Task instructions: Substitute "JSON format" for "JSON schema" in the data from the line containing "Quality check round. The original labels for window were" through the end, and reproduce those lines with no other change.

Task material:
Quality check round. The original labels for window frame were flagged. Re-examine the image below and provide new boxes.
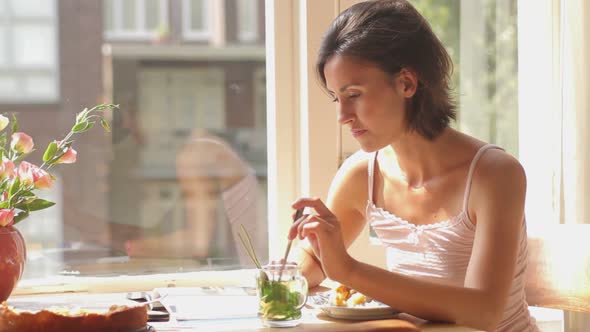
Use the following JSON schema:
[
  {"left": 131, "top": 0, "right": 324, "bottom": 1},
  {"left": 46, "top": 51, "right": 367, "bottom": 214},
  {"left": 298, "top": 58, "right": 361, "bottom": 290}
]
[
  {"left": 0, "top": 1, "right": 60, "bottom": 104},
  {"left": 181, "top": 0, "right": 214, "bottom": 41},
  {"left": 12, "top": 0, "right": 310, "bottom": 296},
  {"left": 104, "top": 0, "right": 170, "bottom": 41},
  {"left": 236, "top": 0, "right": 259, "bottom": 43}
]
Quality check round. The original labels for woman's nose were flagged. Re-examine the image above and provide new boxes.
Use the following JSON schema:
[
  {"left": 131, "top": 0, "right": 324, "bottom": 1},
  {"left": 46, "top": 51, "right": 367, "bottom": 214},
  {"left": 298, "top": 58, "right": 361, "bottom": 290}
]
[{"left": 337, "top": 103, "right": 354, "bottom": 125}]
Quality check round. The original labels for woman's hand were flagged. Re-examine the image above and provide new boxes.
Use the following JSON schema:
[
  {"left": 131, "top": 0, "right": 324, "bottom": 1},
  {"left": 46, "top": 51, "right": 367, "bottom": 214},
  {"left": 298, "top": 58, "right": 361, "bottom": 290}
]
[{"left": 289, "top": 198, "right": 354, "bottom": 281}]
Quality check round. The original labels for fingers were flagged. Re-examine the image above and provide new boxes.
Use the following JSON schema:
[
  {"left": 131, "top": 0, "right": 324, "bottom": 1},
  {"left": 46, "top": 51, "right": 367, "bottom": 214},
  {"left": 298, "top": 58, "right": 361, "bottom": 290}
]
[
  {"left": 270, "top": 258, "right": 297, "bottom": 265},
  {"left": 291, "top": 197, "right": 334, "bottom": 217},
  {"left": 297, "top": 215, "right": 335, "bottom": 240},
  {"left": 287, "top": 215, "right": 309, "bottom": 240}
]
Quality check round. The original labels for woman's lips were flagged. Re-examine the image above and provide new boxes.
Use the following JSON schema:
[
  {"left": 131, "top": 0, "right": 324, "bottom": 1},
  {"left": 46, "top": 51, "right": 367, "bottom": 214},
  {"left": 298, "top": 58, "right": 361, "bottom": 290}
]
[{"left": 350, "top": 129, "right": 367, "bottom": 138}]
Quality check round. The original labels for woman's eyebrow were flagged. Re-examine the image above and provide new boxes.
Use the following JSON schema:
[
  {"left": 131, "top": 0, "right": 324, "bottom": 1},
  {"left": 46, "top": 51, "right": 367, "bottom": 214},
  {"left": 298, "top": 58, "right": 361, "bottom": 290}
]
[{"left": 328, "top": 83, "right": 360, "bottom": 94}]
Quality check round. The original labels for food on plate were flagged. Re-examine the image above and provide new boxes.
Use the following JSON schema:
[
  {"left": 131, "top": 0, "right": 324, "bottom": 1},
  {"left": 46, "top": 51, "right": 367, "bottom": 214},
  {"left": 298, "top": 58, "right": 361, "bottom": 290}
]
[
  {"left": 330, "top": 285, "right": 377, "bottom": 307},
  {"left": 0, "top": 302, "right": 148, "bottom": 332}
]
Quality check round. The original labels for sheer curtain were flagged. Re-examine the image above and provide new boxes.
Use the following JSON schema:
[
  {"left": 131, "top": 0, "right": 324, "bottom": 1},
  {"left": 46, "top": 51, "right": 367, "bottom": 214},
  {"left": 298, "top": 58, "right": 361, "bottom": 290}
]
[{"left": 518, "top": 0, "right": 590, "bottom": 331}]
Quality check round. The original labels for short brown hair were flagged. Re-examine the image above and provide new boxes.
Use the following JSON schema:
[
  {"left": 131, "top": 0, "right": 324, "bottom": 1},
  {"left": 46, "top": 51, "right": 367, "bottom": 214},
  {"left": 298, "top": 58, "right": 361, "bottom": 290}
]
[{"left": 316, "top": 0, "right": 456, "bottom": 140}]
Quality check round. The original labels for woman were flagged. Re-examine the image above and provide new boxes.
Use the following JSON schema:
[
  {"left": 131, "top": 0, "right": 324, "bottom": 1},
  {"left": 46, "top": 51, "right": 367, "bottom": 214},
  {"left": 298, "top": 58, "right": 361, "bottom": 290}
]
[{"left": 289, "top": 0, "right": 537, "bottom": 332}]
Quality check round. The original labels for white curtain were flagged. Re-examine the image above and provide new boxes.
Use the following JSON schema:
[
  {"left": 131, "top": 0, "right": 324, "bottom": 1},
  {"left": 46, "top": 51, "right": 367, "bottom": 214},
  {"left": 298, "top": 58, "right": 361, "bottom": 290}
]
[
  {"left": 561, "top": 0, "right": 590, "bottom": 224},
  {"left": 518, "top": 0, "right": 590, "bottom": 228},
  {"left": 518, "top": 0, "right": 590, "bottom": 326}
]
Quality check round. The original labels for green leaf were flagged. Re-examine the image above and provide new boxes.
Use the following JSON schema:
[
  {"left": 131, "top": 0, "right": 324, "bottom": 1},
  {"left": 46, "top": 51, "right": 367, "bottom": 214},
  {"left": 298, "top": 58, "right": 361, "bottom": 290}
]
[
  {"left": 10, "top": 113, "right": 18, "bottom": 133},
  {"left": 15, "top": 198, "right": 55, "bottom": 211},
  {"left": 8, "top": 177, "right": 20, "bottom": 196},
  {"left": 72, "top": 121, "right": 88, "bottom": 133},
  {"left": 43, "top": 142, "right": 57, "bottom": 162},
  {"left": 76, "top": 107, "right": 88, "bottom": 123},
  {"left": 14, "top": 211, "right": 29, "bottom": 224},
  {"left": 0, "top": 132, "right": 7, "bottom": 150},
  {"left": 100, "top": 118, "right": 111, "bottom": 133}
]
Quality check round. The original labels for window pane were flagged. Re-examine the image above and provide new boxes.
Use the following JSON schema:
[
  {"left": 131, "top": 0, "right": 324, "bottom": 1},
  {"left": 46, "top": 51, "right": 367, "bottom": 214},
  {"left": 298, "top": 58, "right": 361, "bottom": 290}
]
[
  {"left": 237, "top": 0, "right": 258, "bottom": 41},
  {"left": 190, "top": 0, "right": 206, "bottom": 31},
  {"left": 145, "top": 0, "right": 163, "bottom": 31},
  {"left": 13, "top": 24, "right": 56, "bottom": 68},
  {"left": 413, "top": 0, "right": 518, "bottom": 156},
  {"left": 0, "top": 24, "right": 9, "bottom": 66},
  {"left": 23, "top": 75, "right": 57, "bottom": 100},
  {"left": 119, "top": 0, "right": 137, "bottom": 31},
  {"left": 103, "top": 0, "right": 115, "bottom": 31},
  {"left": 13, "top": 0, "right": 268, "bottom": 278},
  {"left": 10, "top": 0, "right": 55, "bottom": 17},
  {"left": 0, "top": 75, "right": 19, "bottom": 100}
]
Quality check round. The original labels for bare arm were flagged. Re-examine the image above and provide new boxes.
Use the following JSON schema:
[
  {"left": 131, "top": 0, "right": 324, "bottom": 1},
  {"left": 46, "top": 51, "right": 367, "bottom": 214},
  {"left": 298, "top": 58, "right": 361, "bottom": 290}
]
[{"left": 296, "top": 151, "right": 526, "bottom": 330}]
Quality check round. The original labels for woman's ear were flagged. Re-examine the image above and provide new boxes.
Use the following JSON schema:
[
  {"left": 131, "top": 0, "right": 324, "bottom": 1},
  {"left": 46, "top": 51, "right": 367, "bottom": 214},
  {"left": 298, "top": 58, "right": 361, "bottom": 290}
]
[{"left": 397, "top": 68, "right": 418, "bottom": 98}]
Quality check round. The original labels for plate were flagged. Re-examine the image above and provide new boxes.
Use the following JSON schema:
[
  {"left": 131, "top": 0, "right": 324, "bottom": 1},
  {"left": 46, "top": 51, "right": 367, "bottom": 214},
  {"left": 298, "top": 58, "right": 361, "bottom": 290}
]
[{"left": 309, "top": 292, "right": 399, "bottom": 320}]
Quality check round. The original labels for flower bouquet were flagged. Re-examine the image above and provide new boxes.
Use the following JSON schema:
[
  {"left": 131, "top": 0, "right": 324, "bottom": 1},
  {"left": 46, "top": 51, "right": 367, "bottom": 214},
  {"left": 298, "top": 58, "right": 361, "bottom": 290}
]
[
  {"left": 0, "top": 104, "right": 118, "bottom": 303},
  {"left": 0, "top": 104, "right": 118, "bottom": 227}
]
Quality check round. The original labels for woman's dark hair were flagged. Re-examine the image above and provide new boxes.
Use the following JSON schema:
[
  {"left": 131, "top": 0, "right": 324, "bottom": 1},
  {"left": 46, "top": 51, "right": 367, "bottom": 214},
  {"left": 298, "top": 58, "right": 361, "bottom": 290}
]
[{"left": 316, "top": 0, "right": 456, "bottom": 140}]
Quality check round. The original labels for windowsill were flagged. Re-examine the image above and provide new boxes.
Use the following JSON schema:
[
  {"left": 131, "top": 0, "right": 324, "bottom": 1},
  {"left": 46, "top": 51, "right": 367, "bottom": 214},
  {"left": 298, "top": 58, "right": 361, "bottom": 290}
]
[{"left": 12, "top": 269, "right": 255, "bottom": 296}]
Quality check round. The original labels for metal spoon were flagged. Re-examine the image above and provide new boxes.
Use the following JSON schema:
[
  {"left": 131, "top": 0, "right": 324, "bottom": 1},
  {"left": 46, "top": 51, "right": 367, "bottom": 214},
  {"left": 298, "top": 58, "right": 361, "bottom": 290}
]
[{"left": 279, "top": 208, "right": 303, "bottom": 281}]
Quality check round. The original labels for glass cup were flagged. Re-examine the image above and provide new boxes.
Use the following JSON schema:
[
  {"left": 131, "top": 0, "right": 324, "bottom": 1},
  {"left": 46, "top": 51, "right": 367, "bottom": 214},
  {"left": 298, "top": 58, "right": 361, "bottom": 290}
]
[{"left": 256, "top": 264, "right": 308, "bottom": 327}]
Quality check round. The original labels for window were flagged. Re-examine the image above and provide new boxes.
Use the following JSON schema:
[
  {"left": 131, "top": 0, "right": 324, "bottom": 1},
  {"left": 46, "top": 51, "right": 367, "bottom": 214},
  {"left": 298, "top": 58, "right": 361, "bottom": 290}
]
[
  {"left": 12, "top": 0, "right": 272, "bottom": 287},
  {"left": 236, "top": 0, "right": 258, "bottom": 42},
  {"left": 0, "top": 0, "right": 59, "bottom": 104},
  {"left": 182, "top": 0, "right": 214, "bottom": 41},
  {"left": 103, "top": 0, "right": 168, "bottom": 40}
]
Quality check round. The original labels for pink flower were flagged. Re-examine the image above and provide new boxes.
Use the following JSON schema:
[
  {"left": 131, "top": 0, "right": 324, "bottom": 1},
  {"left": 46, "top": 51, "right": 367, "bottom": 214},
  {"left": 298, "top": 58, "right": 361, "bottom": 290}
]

Task answer:
Quality check round. The original labels for window were flagged. Re-examine the image above and provide new boxes.
Use the following JSON format:
[
  {"left": 131, "top": 0, "right": 324, "bottom": 1},
  {"left": 46, "top": 51, "right": 367, "bottom": 214},
  {"left": 298, "top": 58, "right": 361, "bottom": 290}
]
[
  {"left": 12, "top": 0, "right": 272, "bottom": 287},
  {"left": 236, "top": 0, "right": 258, "bottom": 42},
  {"left": 0, "top": 0, "right": 59, "bottom": 104},
  {"left": 182, "top": 0, "right": 214, "bottom": 41},
  {"left": 103, "top": 0, "right": 168, "bottom": 40}
]
Quality check round. The original labels for pink flower were flagged. Re-examine the image above and provide new boxes.
Use the following JSON format:
[
  {"left": 131, "top": 0, "right": 324, "bottom": 1},
  {"left": 46, "top": 51, "right": 367, "bottom": 214},
  {"left": 298, "top": 58, "right": 361, "bottom": 290}
]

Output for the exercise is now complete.